THE TASK.
Keeping every character intact, repeat the whole listing.

MATERIAL PROVIDED.
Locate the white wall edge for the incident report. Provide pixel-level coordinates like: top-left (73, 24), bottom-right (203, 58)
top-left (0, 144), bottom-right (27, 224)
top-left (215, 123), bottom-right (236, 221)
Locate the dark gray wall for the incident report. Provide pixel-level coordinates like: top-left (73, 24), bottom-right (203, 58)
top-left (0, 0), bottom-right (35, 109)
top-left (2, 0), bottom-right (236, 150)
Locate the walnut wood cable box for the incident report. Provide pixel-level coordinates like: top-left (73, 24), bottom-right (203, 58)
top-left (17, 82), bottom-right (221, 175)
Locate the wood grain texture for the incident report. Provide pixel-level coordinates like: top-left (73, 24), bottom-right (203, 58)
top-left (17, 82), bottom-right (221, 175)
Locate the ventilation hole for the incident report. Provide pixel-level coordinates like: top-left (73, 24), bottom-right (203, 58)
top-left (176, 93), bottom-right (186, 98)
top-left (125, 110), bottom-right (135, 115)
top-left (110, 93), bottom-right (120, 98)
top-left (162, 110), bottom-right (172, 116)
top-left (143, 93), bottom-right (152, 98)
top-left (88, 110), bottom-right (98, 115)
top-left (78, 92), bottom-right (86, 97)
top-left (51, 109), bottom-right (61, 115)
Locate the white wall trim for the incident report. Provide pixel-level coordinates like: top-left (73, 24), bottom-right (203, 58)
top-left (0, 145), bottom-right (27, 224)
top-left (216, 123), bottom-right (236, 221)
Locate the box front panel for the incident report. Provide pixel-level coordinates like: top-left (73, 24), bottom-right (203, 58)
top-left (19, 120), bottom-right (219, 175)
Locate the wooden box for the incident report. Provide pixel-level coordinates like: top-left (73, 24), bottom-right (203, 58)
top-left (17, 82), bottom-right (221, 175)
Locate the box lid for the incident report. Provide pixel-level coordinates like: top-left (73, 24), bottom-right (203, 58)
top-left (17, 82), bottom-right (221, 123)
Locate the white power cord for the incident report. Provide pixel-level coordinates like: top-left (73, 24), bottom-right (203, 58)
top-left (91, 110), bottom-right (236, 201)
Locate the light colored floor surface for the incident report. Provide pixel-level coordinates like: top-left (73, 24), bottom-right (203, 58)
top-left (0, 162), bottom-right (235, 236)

SOLUTION TO THE EXERCISE.
Locate the white wall edge for the incident report. Provide pixel-level coordinates like: top-left (73, 24), bottom-right (203, 58)
top-left (0, 144), bottom-right (27, 224)
top-left (215, 123), bottom-right (236, 221)
Locate the dark gray wall for the incident report. Provide pixel-level coordinates like: top-left (73, 24), bottom-right (203, 58)
top-left (0, 0), bottom-right (35, 109)
top-left (2, 0), bottom-right (236, 150)
Locate the walnut wood cable box for the incident report. Provide pixel-level coordinates like: top-left (73, 24), bottom-right (203, 58)
top-left (17, 82), bottom-right (221, 175)
Locate the wood grain texture for the incident report. Provide pixel-level coordinates like: top-left (73, 24), bottom-right (203, 58)
top-left (17, 82), bottom-right (221, 175)
Locate the ventilation hole for the incident report. Provide pixel-level coordinates like: top-left (73, 24), bottom-right (203, 58)
top-left (176, 93), bottom-right (186, 98)
top-left (125, 110), bottom-right (135, 115)
top-left (110, 93), bottom-right (120, 98)
top-left (162, 110), bottom-right (172, 116)
top-left (143, 93), bottom-right (152, 98)
top-left (88, 110), bottom-right (98, 115)
top-left (78, 92), bottom-right (86, 97)
top-left (51, 109), bottom-right (61, 115)
Locate the white wall trim for the incident report. Provide pixel-level coordinates like: top-left (73, 24), bottom-right (203, 58)
top-left (0, 145), bottom-right (27, 224)
top-left (216, 123), bottom-right (236, 221)
Locate the box front panel for the incident report. Provide pixel-level coordinates like: top-left (73, 24), bottom-right (203, 58)
top-left (19, 120), bottom-right (219, 175)
Locate the wooden box for the incident report. Provide pixel-level coordinates like: top-left (73, 24), bottom-right (203, 58)
top-left (17, 82), bottom-right (221, 175)
Locate the box lid for the incident report. Provide pixel-level coordinates like: top-left (73, 24), bottom-right (203, 58)
top-left (17, 82), bottom-right (221, 123)
Locate the white power cord for the incident report. Provide pixel-level coordinates like: top-left (73, 24), bottom-right (203, 58)
top-left (91, 110), bottom-right (236, 201)
Locate the light colored floor surface for the incident report. Provide pixel-level coordinates like: top-left (73, 24), bottom-right (203, 58)
top-left (0, 162), bottom-right (235, 236)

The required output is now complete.